**What you will do**
Quote the following material line for line, without changing anything, and leave out the pictures.

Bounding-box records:
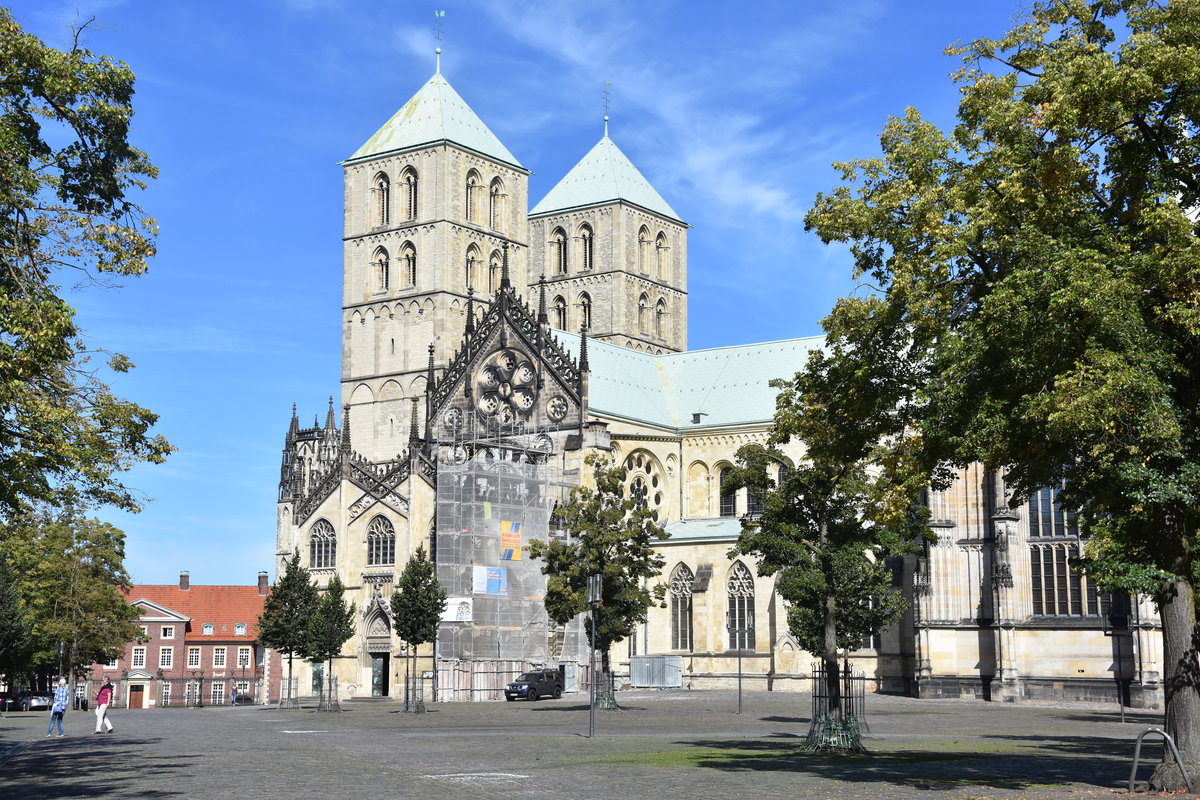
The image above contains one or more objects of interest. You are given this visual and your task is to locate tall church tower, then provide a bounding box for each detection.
[518,118,688,353]
[342,68,529,459]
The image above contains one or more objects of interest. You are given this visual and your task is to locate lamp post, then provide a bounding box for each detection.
[588,575,604,739]
[725,608,754,714]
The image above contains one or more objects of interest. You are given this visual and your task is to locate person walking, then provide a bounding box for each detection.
[96,678,113,733]
[46,676,71,739]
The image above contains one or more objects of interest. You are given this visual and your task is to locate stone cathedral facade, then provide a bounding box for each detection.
[276,65,1162,705]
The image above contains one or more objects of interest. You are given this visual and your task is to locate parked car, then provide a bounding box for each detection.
[504,669,563,700]
[12,688,52,711]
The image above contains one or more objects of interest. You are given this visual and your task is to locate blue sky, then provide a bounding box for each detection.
[8,0,1026,584]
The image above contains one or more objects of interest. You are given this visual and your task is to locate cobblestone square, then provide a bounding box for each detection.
[0,691,1160,800]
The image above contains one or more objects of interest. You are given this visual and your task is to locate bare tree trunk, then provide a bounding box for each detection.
[1151,581,1200,792]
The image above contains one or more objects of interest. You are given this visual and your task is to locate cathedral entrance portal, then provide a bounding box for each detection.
[371,652,390,697]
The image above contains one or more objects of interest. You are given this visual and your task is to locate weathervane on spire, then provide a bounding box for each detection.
[604,80,612,137]
[433,11,446,74]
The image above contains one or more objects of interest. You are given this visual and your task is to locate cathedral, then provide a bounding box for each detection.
[276,59,1162,706]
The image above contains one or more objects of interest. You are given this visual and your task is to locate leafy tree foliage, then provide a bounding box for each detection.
[722,333,928,748]
[806,0,1200,786]
[258,551,318,705]
[0,8,172,515]
[528,453,667,674]
[0,507,142,678]
[0,552,29,685]
[391,546,446,705]
[306,575,354,714]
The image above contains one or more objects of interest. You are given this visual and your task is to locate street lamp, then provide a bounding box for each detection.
[725,607,754,714]
[588,575,604,739]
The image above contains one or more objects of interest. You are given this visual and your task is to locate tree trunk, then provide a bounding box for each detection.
[1150,573,1200,792]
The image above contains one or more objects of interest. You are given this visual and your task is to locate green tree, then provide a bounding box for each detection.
[0,507,142,678]
[258,551,318,700]
[391,546,446,711]
[527,453,667,675]
[806,0,1200,788]
[722,332,928,750]
[306,575,354,709]
[0,8,172,515]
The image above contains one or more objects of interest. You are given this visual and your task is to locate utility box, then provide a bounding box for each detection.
[629,656,683,688]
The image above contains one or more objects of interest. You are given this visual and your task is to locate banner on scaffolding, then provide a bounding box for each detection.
[500,522,521,561]
[472,566,509,597]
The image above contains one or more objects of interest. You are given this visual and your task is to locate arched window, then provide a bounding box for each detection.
[637,225,650,273]
[464,169,480,222]
[463,245,480,289]
[487,249,502,294]
[550,228,566,275]
[400,241,416,288]
[654,230,671,281]
[553,295,566,331]
[671,564,696,650]
[367,517,396,566]
[580,291,592,331]
[487,178,504,230]
[371,247,391,291]
[716,467,737,517]
[371,173,391,225]
[726,561,755,650]
[400,167,418,219]
[580,223,595,270]
[308,519,337,570]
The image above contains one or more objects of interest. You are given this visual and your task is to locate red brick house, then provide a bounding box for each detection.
[85,572,281,709]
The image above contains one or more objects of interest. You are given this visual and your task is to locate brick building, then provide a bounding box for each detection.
[86,572,280,709]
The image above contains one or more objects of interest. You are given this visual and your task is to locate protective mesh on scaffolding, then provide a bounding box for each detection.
[436,453,586,664]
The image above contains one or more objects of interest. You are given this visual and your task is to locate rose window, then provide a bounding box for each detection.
[475,350,538,425]
[625,452,666,522]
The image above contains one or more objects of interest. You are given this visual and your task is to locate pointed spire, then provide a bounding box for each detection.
[538,275,550,325]
[580,325,589,372]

**Right answer**
The image above contains one or more objects of interest. You are given this visual and your task is to locate tall church tower, then provide a bounding box for each detection.
[518,118,688,353]
[342,68,529,459]
The image above contains one or more objects of interest. You are given this visual and your task is to locate lamp post, then provide a bounding box for each detection.
[588,575,604,739]
[725,608,754,714]
The image above contains one or more objects of interest. You are given this visual and your task is to locate person walking, then provide a bounding box for each detection.
[96,678,113,733]
[46,676,71,739]
The image above contains one or more objects of interest. You are given this visual and your task is to locate stone cathedral facade, then provide a bounding box for each detection.
[276,65,1162,705]
The image above contains one or more objects of interest. You are given this visual and your task is to locate parked car, then provide a bounding box for each detection.
[504,669,563,700]
[12,688,52,711]
The image above contains one or more objects of interest. You are given this visual and your task is to locate blue sky, then provide a bounding box for each detection.
[8,0,1026,584]
The image above contains one or more objects of interest. You are given this visual and your task is to locate cobblestone square, then provide a bounding box for each detection.
[0,691,1160,800]
The image above contains one or more objects of interest. You are given this visual and your task is to locate bare tree trunk, then provide a bounding box for each detection.
[1151,581,1200,792]
The image above contains one or more objects of interest. You are given this visual and your task is to locate cathedral entrance portal, then provide a bounding box for each detection.
[371,652,390,697]
The image above contains one or more objects of interest. You are given this visual and your task is to locate weathervane on spire, then provide a bounding box for each detection.
[604,80,612,137]
[433,11,446,74]
The image above contains one or more objects of interest. You are given this visual and your task is to locate cathedral, then provide a bounding box for each detection.
[276,59,1162,706]
The image above contains one or more objects of interest. You are given this visual and your task is to locate leafy tree foliage, then provide a bounding box for each detection.
[722,333,928,748]
[806,0,1200,786]
[258,551,318,705]
[0,8,172,515]
[528,453,667,674]
[0,507,142,678]
[0,552,29,685]
[391,546,446,705]
[306,575,354,714]
The image above contains one or more objects of interest. You are given this visual and your task is to locate street lamp, then provide a bounding box for each detection.
[725,607,754,714]
[588,575,604,739]
The image above contains one or more objects of interest. You are given this visual and your task is to locate tree trunk, then provide a bounding box for each detection.
[1150,573,1200,792]
The image above contains one or more objects of interest. You are given this visual and your task is to locate green tree, then provide a bounding box for each detection.
[0,507,142,678]
[258,551,318,700]
[391,546,446,711]
[527,453,667,675]
[806,0,1200,788]
[722,332,928,750]
[306,575,354,709]
[0,8,172,515]
The image above contains one or more objects of interest. You are given this visual and your task is to locate utility box, then provide a bounding box for each detection.
[629,656,683,688]
The image above contains one or more objects of interest. You are given this visual and your task is to locate banner on scaffolding, then provide a bounding box for each detection.
[500,522,521,561]
[472,566,509,597]
The image above contains one or more objects of interest. You are given this visual and your task is to locate arched window, then provide a bounding box for each detection.
[637,225,650,273]
[464,169,480,222]
[463,245,480,289]
[487,249,502,294]
[550,228,566,275]
[400,241,416,288]
[654,230,671,281]
[553,295,566,331]
[671,564,696,650]
[367,517,396,566]
[580,291,592,331]
[487,178,504,230]
[371,247,391,291]
[716,467,737,517]
[371,173,391,225]
[726,561,755,650]
[400,167,418,219]
[580,223,595,270]
[308,519,337,570]
The image above contains one or more objects of interest. You are given this visual and your task is to locate red brick house, then provide a bounding box for each detection.
[85,572,281,709]
The image above contains one or more objects of interest. You are given this visual and your task is to locate brick building, then provide a bounding box for each detection.
[86,572,280,709]
The image above contains one or more objects of interest. You are given this visual and your task is to locate protective mesh on scaffolding, then provide a bounding box for each detection.
[436,453,586,664]
The image above contains one or more objects of interest. You are given this visual and your task is to locate rose window, then provide a bounding box for each detection.
[475,350,538,425]
[625,452,666,522]
The image above contains one or more objects of interest. You are given this visual and your task is to locate pointed spire, then provide a bounding box for each detection.
[538,275,550,325]
[580,325,589,372]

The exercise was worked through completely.